DATASET RECORDS.
--*--

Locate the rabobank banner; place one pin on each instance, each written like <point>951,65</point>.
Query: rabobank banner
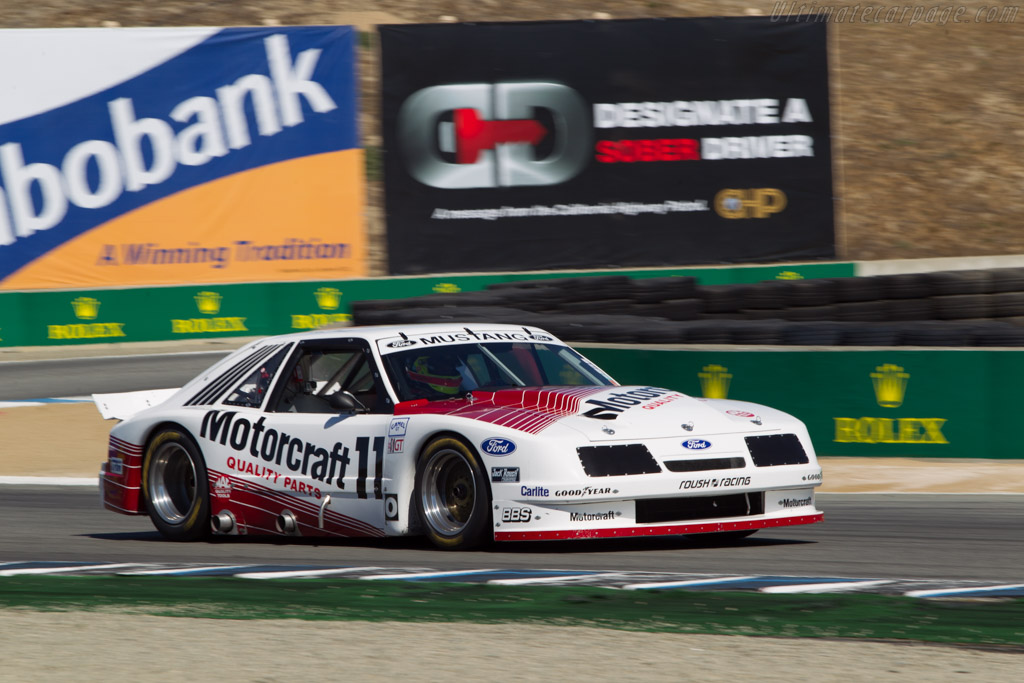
<point>166,156</point>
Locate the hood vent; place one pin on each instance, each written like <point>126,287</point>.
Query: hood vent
<point>774,450</point>
<point>608,461</point>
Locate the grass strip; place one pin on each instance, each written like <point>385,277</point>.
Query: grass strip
<point>871,616</point>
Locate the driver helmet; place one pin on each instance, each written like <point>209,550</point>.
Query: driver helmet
<point>437,373</point>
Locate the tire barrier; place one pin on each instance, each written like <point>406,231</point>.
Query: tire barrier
<point>960,308</point>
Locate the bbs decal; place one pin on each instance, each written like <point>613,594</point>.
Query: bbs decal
<point>517,514</point>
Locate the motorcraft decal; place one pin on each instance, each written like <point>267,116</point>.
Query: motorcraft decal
<point>297,456</point>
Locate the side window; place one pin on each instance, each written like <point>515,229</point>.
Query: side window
<point>311,384</point>
<point>564,370</point>
<point>252,390</point>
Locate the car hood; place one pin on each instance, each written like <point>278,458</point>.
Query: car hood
<point>599,413</point>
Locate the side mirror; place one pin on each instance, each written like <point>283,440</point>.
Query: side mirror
<point>343,400</point>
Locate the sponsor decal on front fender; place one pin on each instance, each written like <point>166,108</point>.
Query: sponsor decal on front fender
<point>505,474</point>
<point>498,446</point>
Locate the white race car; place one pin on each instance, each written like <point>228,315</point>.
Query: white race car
<point>465,433</point>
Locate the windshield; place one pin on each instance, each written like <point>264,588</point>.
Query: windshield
<point>450,372</point>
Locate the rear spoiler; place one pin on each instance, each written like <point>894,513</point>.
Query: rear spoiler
<point>124,406</point>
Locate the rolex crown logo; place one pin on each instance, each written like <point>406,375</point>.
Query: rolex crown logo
<point>890,385</point>
<point>208,302</point>
<point>86,308</point>
<point>445,288</point>
<point>328,298</point>
<point>715,381</point>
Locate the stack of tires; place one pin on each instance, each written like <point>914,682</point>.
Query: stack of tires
<point>947,308</point>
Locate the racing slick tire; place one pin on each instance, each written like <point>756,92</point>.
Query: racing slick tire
<point>175,486</point>
<point>453,496</point>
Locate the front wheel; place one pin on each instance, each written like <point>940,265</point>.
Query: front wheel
<point>174,482</point>
<point>453,497</point>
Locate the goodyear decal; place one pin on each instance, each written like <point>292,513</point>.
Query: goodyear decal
<point>156,156</point>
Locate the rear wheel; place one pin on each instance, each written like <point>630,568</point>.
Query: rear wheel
<point>174,482</point>
<point>453,497</point>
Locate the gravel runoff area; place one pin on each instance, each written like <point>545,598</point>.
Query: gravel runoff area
<point>159,648</point>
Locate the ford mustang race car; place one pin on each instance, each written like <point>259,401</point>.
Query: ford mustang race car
<point>465,433</point>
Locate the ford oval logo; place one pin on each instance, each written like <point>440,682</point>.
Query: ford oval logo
<point>498,446</point>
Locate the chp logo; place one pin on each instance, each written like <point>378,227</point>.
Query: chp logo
<point>757,203</point>
<point>495,135</point>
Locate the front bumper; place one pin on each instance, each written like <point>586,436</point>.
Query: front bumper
<point>515,520</point>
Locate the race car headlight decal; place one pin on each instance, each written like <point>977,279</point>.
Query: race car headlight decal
<point>772,450</point>
<point>705,464</point>
<point>606,461</point>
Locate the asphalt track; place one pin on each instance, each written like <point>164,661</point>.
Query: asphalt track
<point>908,537</point>
<point>74,377</point>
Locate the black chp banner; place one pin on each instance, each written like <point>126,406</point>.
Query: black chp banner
<point>558,144</point>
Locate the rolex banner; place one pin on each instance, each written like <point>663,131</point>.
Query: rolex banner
<point>557,144</point>
<point>169,156</point>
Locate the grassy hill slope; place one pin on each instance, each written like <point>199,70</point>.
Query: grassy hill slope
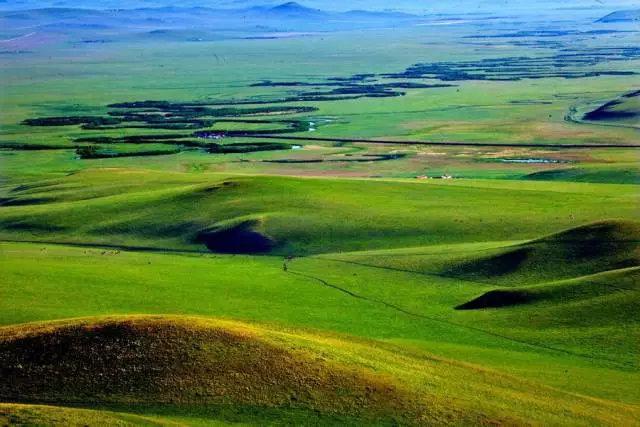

--*--

Copy every entry above word for word, leaving the pictures out of your answer.

OUTPUT FOR THIS EXERCISE.
Locate the rabobank banner; place one pin on each instance, each written like <point>951,65</point>.
Query: rabobank banner
<point>166,156</point>
Locate the hood vent; place one pin on each instance, each written like <point>126,287</point>.
Query: hood vent
<point>774,450</point>
<point>608,461</point>
Locate the grass strip; place one pin on each instance, each written like <point>385,277</point>.
Query: grass strip
<point>871,616</point>
Locate the driver helmet; place one pin on each instance, each written like <point>209,550</point>.
Query: driver helmet
<point>437,373</point>
Locate the tire barrier; place one pin on each instance, each written like <point>406,231</point>.
Query: tire barrier
<point>960,308</point>
Locate the bbs decal; place one pin on each instance, each written like <point>613,594</point>.
Query: bbs decal
<point>517,514</point>
Locate the motorcraft decal; place one pin on each instance, each written like <point>267,116</point>.
Query: motorcraft decal
<point>297,456</point>
Locate the side window; place one pin on each instance, each written like <point>515,229</point>.
Query: side window
<point>311,384</point>
<point>564,370</point>
<point>252,390</point>
Locate the car hood; place one pin on each instance, each written like <point>278,458</point>.
Query: car hood
<point>599,413</point>
Locate the side mirror; place one pin on each instance, each written like <point>283,440</point>.
Query: side mirror
<point>343,400</point>
Locate the sponsor decal on front fender; place one pin on each instance, each written like <point>166,108</point>.
Query: sponsor decal on front fender
<point>505,474</point>
<point>498,446</point>
Locate the white race car; place one pin on each instance, each written like <point>228,315</point>.
Query: white race car
<point>465,433</point>
Locate the windshield; place one pin on each instance, each written like <point>264,588</point>.
Query: windshield
<point>450,372</point>
Locate the rear spoiler; place one pin on each instance, each written like <point>894,513</point>.
Query: rear spoiler
<point>124,406</point>
Locate the rolex crown logo; place one pin on each instance, each written like <point>406,375</point>.
Query: rolex crown logo
<point>890,385</point>
<point>208,302</point>
<point>86,308</point>
<point>445,288</point>
<point>328,298</point>
<point>715,381</point>
Locate the stack of tires; place one pin on each instance, each written like <point>914,682</point>.
Query: stack of tires
<point>947,308</point>
Locate the racing slick tire; place one pin on each instance, each written like <point>756,92</point>.
Query: racing slick tire
<point>175,486</point>
<point>453,496</point>
Locate the front wheel; place one pin on each instance, each written like <point>940,265</point>.
Query: front wheel
<point>174,482</point>
<point>453,497</point>
Locate the goodyear decal; place one pin on each instance, each written like <point>292,513</point>.
Query: goodyear decal
<point>156,156</point>
Locate the rear wheel; place one pin on each instance, each written like <point>630,568</point>.
Query: rear wheel
<point>174,482</point>
<point>453,497</point>
Locate the gravel runoff area; place one pin on each instance, each written like <point>545,598</point>.
Query: gravel runoff area
<point>159,648</point>
Locate the ford mustang race car; place one pin on each instance, each written like <point>259,401</point>.
Query: ford mustang race car
<point>465,433</point>
Locate the ford oval logo; place one pin on each instance, each written like <point>440,682</point>.
Query: ford oval logo
<point>498,446</point>
Locate the chp logo; place one pin on each instance, each written like <point>378,227</point>.
Query: chp logo
<point>757,203</point>
<point>495,135</point>
Locate the front bumper; place one pin on each instance, each written like <point>586,436</point>.
Query: front bumper
<point>515,520</point>
Locate the race car headlight decal; place one pin on each instance, each written like <point>977,279</point>.
Query: race car headlight decal
<point>772,450</point>
<point>705,464</point>
<point>606,461</point>
Locate the asphalt track; place one pin on each instance, each written like <point>164,661</point>.
Query: asphalt track
<point>908,537</point>
<point>74,377</point>
Locate the black chp banner; place one pin on each instance, each written like <point>126,406</point>.
Query: black chp banner
<point>558,144</point>
Locate the rolex banner; place one pin on each instance, each written like <point>663,131</point>.
Query: rolex banner
<point>557,144</point>
<point>169,156</point>
Locate the grassy hill slope; place one pin on each instance, each written like <point>199,70</point>.
Query: grassy hill slope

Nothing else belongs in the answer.